### SET EXERCISE A
How many lines in the records below contain the word "paving"? Reply with the number only.

### SUPPLIED TEXT
For months the big rains had been coming, but it was on Wednesday last that the floods descended--fell as they had not fallen for many years.  The rain of Wednesday and Wednesday night was the heaviest, according to some of our citizens who remember well, since the celebrated downpour of June, 1862, when all the mill dams in the county were swept away.  All agree that it was terrific in its volume and in the damage that was done.  On nearly every farm in Caroline County heavy loss has been sustained in crops injured.
        The county suffers much in the havoc wrought to road and bridges in many sections.  One of the greatest losses was that near the Boyce mills, on the road from Greensboro to Delaware.  The roads engineer says the cost of a new bridge here will be from $6,000 to $8,000.  There are many bridges damaged, some very badly, and there are scores of washouts along the public roads.
        The floods left the road in a bad way at Faulkner's bridge, near Federalsburg.  In Tuckahoe Neck Pipe bridge is carried away, and at the Sparklin or Elben mill the road is impassable on account of a big cut.  There is also a bad washout at Mason's bridge, on the headwaters of the Tuckahoe River.  At Bunker Hill branch, north of Denton, on the west side of Choptank River, the big pipe has been swept away.

### ENTRIES SUPPLIED

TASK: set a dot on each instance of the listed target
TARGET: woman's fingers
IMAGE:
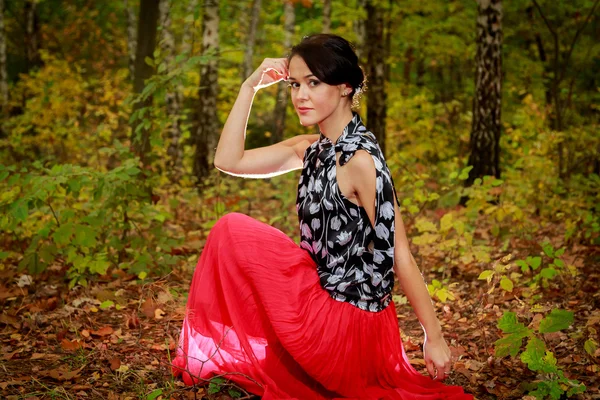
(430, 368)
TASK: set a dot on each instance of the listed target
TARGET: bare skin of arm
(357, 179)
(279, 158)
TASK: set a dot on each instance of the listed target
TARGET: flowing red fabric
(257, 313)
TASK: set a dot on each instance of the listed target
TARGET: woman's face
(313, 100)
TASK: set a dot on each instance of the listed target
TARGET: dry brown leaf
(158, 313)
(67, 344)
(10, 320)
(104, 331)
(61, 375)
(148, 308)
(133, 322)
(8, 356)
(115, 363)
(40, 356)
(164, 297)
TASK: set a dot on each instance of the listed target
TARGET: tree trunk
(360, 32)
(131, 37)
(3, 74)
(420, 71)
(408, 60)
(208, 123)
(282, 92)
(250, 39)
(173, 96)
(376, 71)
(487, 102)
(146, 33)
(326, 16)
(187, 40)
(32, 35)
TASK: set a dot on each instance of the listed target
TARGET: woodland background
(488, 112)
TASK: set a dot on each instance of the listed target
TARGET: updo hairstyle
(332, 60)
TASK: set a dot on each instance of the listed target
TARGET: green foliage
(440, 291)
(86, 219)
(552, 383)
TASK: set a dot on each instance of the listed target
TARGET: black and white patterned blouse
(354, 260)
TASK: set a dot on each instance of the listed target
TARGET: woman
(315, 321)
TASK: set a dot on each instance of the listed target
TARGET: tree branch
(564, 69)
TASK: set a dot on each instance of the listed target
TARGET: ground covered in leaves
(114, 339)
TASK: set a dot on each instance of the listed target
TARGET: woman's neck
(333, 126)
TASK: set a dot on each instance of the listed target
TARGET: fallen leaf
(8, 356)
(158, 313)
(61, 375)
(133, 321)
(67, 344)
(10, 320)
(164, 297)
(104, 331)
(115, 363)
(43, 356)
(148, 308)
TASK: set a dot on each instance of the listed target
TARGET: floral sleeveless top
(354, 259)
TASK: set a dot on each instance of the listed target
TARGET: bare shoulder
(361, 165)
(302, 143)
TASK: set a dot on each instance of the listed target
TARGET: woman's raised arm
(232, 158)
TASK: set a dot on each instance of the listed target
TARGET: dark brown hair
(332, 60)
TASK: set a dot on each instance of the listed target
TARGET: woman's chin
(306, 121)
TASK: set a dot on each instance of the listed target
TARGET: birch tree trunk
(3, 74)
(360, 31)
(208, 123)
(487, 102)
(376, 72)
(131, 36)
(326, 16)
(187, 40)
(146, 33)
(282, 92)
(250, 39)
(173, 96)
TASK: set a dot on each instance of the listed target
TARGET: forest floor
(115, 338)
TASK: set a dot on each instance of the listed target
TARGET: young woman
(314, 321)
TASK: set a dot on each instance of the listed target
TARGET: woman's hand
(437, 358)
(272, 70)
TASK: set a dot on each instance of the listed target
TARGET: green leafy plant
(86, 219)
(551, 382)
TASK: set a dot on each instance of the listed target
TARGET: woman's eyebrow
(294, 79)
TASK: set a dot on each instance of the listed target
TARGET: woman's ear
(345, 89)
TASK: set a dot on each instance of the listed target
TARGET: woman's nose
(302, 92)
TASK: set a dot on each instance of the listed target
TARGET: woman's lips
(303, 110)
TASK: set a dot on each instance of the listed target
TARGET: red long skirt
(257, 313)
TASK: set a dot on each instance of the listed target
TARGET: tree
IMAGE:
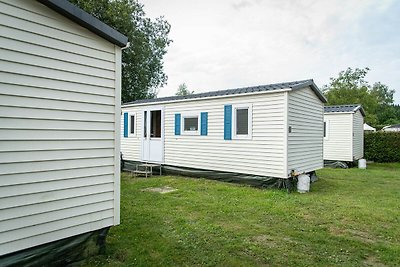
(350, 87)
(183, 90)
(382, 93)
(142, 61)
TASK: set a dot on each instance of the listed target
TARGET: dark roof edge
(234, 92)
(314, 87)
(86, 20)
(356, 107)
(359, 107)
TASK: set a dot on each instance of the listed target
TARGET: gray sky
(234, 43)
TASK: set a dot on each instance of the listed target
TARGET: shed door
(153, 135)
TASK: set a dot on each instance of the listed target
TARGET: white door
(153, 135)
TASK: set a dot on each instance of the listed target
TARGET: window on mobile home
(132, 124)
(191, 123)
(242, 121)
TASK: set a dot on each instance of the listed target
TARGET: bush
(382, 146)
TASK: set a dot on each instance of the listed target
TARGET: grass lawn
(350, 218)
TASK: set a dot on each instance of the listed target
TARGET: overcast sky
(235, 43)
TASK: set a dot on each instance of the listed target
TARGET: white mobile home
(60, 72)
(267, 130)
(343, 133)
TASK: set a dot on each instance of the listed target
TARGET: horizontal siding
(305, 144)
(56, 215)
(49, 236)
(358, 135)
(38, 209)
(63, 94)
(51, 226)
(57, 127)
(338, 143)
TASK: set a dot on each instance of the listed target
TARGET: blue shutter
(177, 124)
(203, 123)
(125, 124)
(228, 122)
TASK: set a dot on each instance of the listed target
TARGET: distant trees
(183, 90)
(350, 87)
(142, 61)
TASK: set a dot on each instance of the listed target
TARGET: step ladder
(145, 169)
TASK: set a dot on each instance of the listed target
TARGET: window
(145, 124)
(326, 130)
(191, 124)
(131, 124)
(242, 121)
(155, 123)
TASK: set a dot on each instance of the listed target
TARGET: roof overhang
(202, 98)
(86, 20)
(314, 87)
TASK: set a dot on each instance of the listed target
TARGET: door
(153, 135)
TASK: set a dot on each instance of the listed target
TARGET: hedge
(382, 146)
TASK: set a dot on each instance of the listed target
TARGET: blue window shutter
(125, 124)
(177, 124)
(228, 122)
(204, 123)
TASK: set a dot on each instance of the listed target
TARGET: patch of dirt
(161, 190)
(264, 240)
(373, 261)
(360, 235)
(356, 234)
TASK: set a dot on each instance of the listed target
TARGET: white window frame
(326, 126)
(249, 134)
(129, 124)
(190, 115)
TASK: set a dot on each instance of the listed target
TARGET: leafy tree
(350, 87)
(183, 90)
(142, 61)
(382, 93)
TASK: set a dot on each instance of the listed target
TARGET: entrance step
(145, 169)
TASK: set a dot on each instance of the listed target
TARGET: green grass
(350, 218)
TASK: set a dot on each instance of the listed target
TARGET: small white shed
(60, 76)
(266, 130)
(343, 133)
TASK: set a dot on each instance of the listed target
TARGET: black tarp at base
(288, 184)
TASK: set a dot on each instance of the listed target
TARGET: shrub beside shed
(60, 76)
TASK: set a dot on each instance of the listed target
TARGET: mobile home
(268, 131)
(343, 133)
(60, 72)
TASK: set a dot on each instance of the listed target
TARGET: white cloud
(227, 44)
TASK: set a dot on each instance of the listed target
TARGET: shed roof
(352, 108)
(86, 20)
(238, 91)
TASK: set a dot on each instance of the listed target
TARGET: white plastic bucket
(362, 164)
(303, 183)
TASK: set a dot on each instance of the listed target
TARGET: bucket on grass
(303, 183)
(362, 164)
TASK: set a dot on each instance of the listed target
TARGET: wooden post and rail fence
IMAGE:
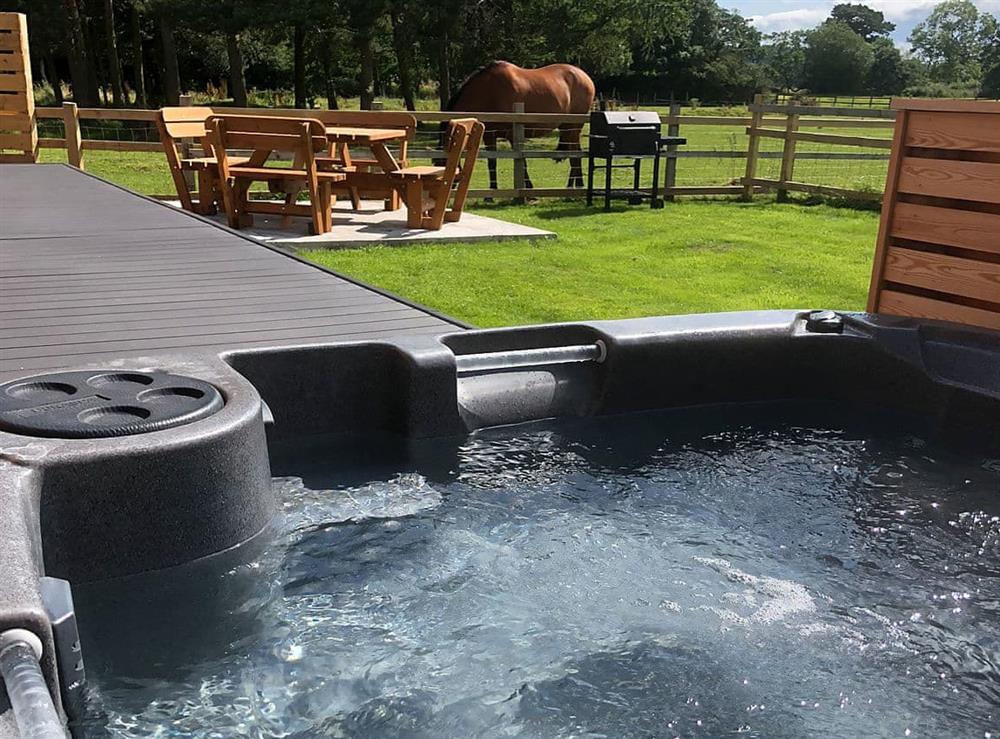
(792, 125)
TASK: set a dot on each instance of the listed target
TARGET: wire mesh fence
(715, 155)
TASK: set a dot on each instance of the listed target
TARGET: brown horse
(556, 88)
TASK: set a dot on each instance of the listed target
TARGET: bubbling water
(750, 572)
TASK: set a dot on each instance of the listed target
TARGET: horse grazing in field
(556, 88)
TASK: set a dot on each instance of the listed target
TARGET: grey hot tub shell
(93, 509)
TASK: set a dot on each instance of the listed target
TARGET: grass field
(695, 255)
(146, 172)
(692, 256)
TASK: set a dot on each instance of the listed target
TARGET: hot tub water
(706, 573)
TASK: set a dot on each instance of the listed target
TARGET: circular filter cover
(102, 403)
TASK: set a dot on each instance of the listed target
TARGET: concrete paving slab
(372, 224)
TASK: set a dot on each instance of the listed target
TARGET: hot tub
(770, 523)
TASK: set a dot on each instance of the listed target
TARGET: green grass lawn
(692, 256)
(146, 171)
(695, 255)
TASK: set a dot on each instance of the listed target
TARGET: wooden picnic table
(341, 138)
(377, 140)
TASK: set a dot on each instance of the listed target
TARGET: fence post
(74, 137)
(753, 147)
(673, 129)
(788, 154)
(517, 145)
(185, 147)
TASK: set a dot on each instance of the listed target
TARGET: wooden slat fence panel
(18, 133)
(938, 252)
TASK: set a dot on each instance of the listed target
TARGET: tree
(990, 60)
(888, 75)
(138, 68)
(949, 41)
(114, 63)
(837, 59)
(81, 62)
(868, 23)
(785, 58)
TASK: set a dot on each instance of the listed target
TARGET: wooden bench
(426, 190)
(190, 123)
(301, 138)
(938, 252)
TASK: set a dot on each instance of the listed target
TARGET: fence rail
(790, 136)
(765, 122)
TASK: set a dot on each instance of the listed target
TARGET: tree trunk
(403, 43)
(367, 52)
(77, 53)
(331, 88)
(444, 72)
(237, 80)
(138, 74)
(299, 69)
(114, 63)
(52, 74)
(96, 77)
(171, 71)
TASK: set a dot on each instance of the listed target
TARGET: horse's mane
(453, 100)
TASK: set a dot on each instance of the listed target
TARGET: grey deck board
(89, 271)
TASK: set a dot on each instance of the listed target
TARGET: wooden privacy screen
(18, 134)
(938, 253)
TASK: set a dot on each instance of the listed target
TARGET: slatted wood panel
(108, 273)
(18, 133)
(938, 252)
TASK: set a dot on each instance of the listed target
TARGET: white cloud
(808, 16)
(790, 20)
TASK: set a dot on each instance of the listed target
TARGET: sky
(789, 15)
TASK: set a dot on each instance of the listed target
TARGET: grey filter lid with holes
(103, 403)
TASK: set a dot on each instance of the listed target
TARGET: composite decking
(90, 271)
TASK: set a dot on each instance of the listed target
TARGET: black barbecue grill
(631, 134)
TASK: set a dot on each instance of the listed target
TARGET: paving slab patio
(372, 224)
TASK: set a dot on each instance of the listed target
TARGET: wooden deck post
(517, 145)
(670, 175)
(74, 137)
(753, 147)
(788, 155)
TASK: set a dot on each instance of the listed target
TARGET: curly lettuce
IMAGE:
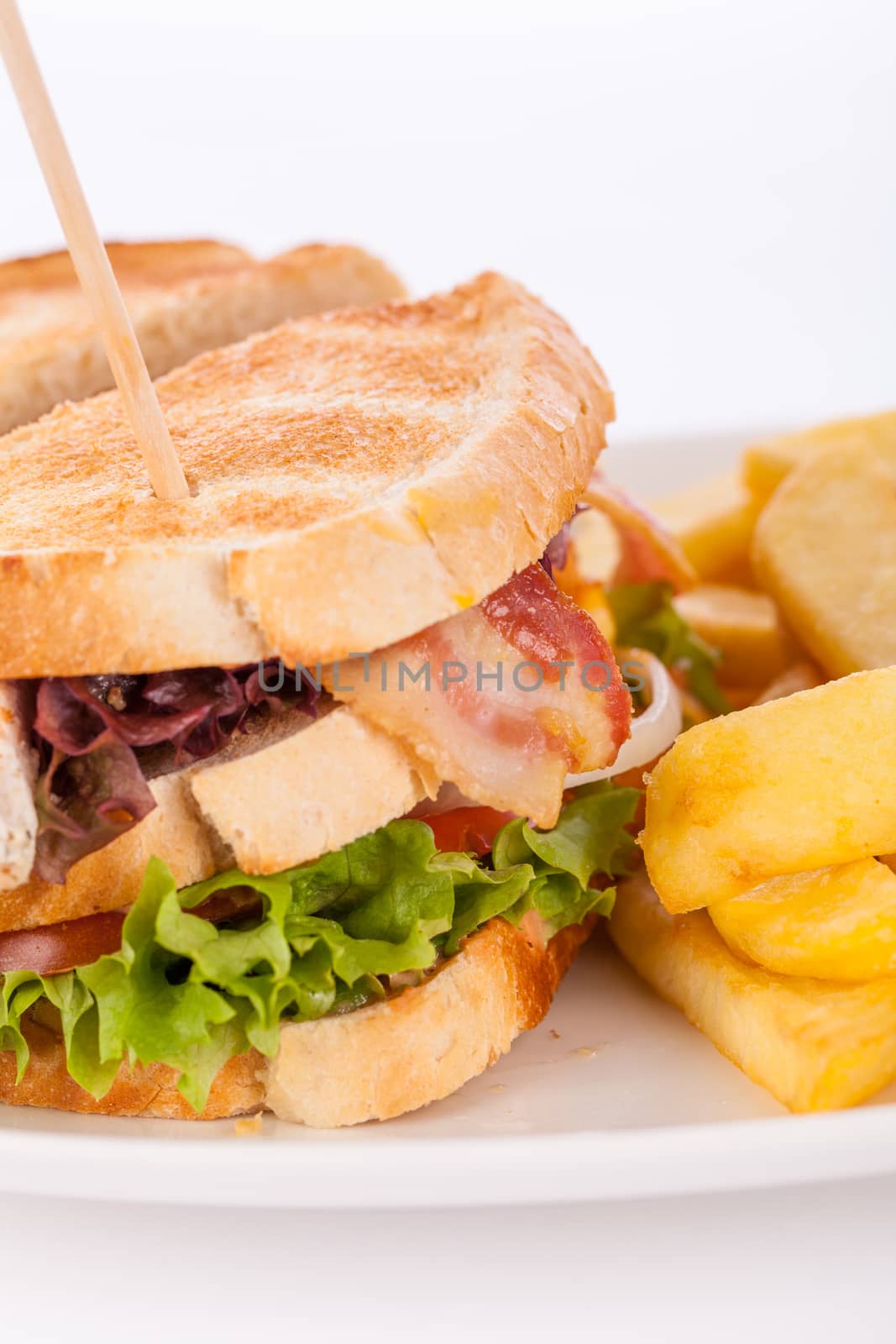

### SET EXERCISE B
Reproduce the stretch of the flood report from "The county suffers" through "the public roads.".

### WORKED SOLUTION A
2

### WORKED SOLUTION B
The county suffers much in the havoc wrought to road and bridges in many sections.  One of the greatest losses was that near the Boyce mills, on the road from Greensboro to Delaware.  The roads engineer says the cost of a new bridge here will be from $6,000 to $8,000.  There are many bridges damaged, some very badly, and there are scores of washouts along the public roads.